[Start of Source text]
Is New Jersey Fudging Its Pension Fund Results to Defuse a Christie Scandal?

You cannot make stuff like this up. New Jersey, in its attempt to diffuse a pension fund scandal that implicates Chris Christie (it roused him to respond in public), looks to have committed the classic crisis management blunder of a cover-up worse than the original crime.

International Business Times reporter David Sirota has been putting questionable relationships between state pension funds and Wall Street under the hot lights. One of the objects of his scrutiny has been the New Jersey pension fund, which is seriously underfunded. A recent tally puts it at number 43 out of 50 states in the level of its pension funding, with only 60% of its commitments funded. The New Jersey shortfall is the result of a series of classic blunders, starting with a decision to starve the pension system in the 1990s under governor Christine Todd Whitman.

New Jersey dug its hole even deeper during the crisis, by taking risky bets right before the markets unraveled, including investing in Lehman shortly before its collapse.

This bad situation was made worse under Christie. As we wrote in 2011:

A more accurate rendition would be that, at least in New Jersey, the state has been raiding the pension kitty for over 15 years. This is not news to anyone who has been paying attention, any more than underfunding of corporate pensions. In the Garden State’s case, Governor Chris Christie skipped the required $3.1 billion pension fund contribution last year. He claimed this move was to force reform, but what impact does another $3.1 billion failure to pay have on an unfunded liability that was already over $50 billion?

Fast forward to the Sirota investigation. Sirota showed how Christie shifted fund allocations to managers of “alternative assets” like hedge funds and private equity funds, which charge vastly more in the way of fees than simple stock and bond funds. It should be no surprise that hedge and private fund managers are heavyweight political donors. The result was more fees to the managers and underperformance for New Jersey. As Sirota wrote:

Gov. Chris Christie’s administration openly acknowledged that more New Jersey taxpayer dollars were going to land in the coffers of major financial institutions. It was 2010, and Christie had just installed a longtime private equity executive, Robert Grady, to manage the state’s pension money. Grady promoted a plan to put more of those funds into riskier investments managed by Wall Street firms. Though this would entail higher fees, Grady said the strategy would “maximize returns while appropriately managing risk.”
[End of Source text]
[Start of Entries supplied]
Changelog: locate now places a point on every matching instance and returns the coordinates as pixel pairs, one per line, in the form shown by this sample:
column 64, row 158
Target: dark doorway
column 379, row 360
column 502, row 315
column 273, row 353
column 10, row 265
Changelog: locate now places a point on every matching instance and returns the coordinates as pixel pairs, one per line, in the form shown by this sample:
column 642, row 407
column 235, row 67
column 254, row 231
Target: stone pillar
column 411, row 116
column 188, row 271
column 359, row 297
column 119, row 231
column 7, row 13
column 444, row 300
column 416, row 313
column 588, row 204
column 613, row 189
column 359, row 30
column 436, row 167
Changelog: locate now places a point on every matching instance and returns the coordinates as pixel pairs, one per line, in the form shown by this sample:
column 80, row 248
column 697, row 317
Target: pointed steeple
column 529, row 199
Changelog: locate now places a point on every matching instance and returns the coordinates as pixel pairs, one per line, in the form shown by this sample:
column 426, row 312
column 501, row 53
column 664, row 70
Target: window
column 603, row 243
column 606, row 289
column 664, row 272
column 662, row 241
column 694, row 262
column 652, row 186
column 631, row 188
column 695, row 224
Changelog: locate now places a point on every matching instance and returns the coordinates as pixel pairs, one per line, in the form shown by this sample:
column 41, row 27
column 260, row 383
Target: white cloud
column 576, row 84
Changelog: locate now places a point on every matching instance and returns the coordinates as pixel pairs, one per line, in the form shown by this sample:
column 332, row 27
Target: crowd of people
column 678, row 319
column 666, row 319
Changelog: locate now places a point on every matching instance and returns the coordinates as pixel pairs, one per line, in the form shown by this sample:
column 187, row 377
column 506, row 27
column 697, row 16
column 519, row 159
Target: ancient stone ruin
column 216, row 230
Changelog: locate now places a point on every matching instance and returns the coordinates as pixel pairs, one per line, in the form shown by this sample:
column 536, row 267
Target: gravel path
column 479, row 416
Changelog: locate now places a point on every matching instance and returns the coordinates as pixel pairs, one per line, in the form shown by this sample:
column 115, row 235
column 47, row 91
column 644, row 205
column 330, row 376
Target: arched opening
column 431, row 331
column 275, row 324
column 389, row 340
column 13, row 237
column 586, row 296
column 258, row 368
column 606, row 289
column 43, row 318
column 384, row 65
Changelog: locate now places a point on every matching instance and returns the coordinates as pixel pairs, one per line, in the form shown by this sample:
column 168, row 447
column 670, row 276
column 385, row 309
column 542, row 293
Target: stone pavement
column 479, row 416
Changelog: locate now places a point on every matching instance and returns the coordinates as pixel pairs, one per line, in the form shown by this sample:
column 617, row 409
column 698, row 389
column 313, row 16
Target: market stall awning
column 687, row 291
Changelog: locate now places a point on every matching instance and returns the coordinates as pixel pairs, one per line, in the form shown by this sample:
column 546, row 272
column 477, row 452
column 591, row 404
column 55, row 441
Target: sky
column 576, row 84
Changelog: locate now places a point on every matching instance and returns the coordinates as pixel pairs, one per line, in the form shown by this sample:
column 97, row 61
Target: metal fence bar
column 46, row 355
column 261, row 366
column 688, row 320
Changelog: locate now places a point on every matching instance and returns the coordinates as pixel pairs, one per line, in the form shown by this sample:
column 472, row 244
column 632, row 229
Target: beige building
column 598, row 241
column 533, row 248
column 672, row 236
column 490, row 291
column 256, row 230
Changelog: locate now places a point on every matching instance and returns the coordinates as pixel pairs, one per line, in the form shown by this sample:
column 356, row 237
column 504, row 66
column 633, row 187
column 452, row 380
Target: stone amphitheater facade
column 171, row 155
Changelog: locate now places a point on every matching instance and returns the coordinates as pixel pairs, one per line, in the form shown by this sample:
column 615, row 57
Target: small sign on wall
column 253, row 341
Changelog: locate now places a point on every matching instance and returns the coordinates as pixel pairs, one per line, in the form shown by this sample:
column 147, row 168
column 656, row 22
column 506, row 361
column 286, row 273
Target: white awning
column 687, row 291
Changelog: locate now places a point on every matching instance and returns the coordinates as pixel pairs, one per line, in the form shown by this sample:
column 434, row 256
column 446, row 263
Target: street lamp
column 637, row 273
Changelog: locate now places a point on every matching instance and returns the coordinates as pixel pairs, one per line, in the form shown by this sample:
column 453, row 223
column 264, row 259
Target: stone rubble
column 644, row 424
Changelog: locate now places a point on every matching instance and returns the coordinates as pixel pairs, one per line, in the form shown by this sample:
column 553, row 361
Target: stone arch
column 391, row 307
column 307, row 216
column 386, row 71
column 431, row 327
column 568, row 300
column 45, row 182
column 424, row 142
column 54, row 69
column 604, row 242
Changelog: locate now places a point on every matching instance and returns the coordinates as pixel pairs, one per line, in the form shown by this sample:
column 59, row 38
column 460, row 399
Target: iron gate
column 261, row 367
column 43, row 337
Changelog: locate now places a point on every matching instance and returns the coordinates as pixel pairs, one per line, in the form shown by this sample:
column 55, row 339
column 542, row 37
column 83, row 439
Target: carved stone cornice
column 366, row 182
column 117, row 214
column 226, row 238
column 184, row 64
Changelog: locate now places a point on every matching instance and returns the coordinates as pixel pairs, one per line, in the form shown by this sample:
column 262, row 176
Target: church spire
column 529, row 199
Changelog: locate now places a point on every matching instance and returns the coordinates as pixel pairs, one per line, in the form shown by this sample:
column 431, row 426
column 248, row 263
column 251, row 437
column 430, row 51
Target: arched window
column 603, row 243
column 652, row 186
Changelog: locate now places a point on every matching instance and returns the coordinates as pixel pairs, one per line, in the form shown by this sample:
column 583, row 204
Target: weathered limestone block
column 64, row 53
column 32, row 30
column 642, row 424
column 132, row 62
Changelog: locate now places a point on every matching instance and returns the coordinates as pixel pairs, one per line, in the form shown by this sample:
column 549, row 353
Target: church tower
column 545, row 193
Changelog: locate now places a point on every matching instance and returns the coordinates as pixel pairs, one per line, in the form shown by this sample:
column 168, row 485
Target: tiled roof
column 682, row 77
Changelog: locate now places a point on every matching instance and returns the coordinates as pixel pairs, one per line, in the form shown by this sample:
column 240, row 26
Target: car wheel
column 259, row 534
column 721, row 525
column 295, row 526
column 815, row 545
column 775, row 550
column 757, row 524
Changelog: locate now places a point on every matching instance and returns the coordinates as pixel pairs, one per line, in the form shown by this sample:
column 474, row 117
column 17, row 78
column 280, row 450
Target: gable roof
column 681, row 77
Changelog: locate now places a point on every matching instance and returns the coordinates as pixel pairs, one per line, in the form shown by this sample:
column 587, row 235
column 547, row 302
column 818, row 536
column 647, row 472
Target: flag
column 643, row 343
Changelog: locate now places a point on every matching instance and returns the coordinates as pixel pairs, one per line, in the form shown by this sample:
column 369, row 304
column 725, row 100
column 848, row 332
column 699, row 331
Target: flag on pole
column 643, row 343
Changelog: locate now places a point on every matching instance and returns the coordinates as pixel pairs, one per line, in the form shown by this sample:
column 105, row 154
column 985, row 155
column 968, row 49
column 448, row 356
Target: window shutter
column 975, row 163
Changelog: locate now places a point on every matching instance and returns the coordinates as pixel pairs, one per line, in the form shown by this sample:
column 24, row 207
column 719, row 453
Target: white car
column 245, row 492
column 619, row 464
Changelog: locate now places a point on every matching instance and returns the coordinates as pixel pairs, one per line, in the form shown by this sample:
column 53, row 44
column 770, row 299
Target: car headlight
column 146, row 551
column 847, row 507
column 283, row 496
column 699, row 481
[End of Entries supplied]
- Tasks to carry out:
a – In the article on New Jersey's pension fund, where does a recent tally rank the state in the level of its pension funding?
b – Pick up the article on New Jersey's pension fund after its final sentence and carry it forward.

- Responses:
a – Number 43 out of 50 states, with only 60% of its commitments funded.

b –
Four years later, New Jersey has secured only half the promised results. The state has sent more pension money to big-name Wall Street firms like Blackstone, Third Point, Omega Advisors, Elliott Associates and Grady’s old firm, The Carlyle Group. Additionally, the amount of fees the state pays financial managers has more than tripled since Christie assumed office. New Jersey is now one of America’s largest investors in hedge funds.

The “maximized returns” have yet to materialize… Had New Jersey’s pension system simply matched the median rate of return, the state would have reaped roughly $3.8 billion more than it did between fiscal years 2011 and 2014, says pension consultant Chris Tobe.

Unfortunately, it is all too common for pension fund systems to swing for the fences when they are in trouble and commit even more money to supposedly higher return investment approaches like private equity. In fact, due to too much money flooding into these strategies, returns for both hedge funds and private equity funds have generally lagged stock market returns in the post-crisis period.

On top of that, New Jersey’s authorized allocation to alternative investments is a full one third, a stunningly high level. Even CalPERS, a long-standing investor in alternatives, has less than half that level committed to these strategies.

But in New Jersey’s case, there’s even more reason than usual to doubt that the motivation for the shift to riskier investments was due to desperation to catch up, as opposed to rank corruption. After all, Christie’s professed strategy has been to worsen the crisis at the pension fund. What better way to achieve that result than to invest the money indifferently in high fee strategies, and get the side benefit of currying favor with extremely well-heeled donors?

Now, under heat for the suspicious-looking shift to Wall Street firms combined with embarrassing underperformance, New Jersey is suddenly reporting higher results as if no one would notice the change. On Friday, Sirota published a new scoop: New Jersey is now saying its pension fund returns for 2013 are a full 1% higher than previously announced. As Sirota writes:

Facing an ethics complaint after disclosures of the state’s below-market pension investment returns, Gov. Chris Christie’s top economic officials defended themselves by declaring that they delivered 16.9 percent returns in fiscal year 2014. Yet only weeks ago, the Christie administration reported the returns were 15.9 percent — lower by more than $700 million.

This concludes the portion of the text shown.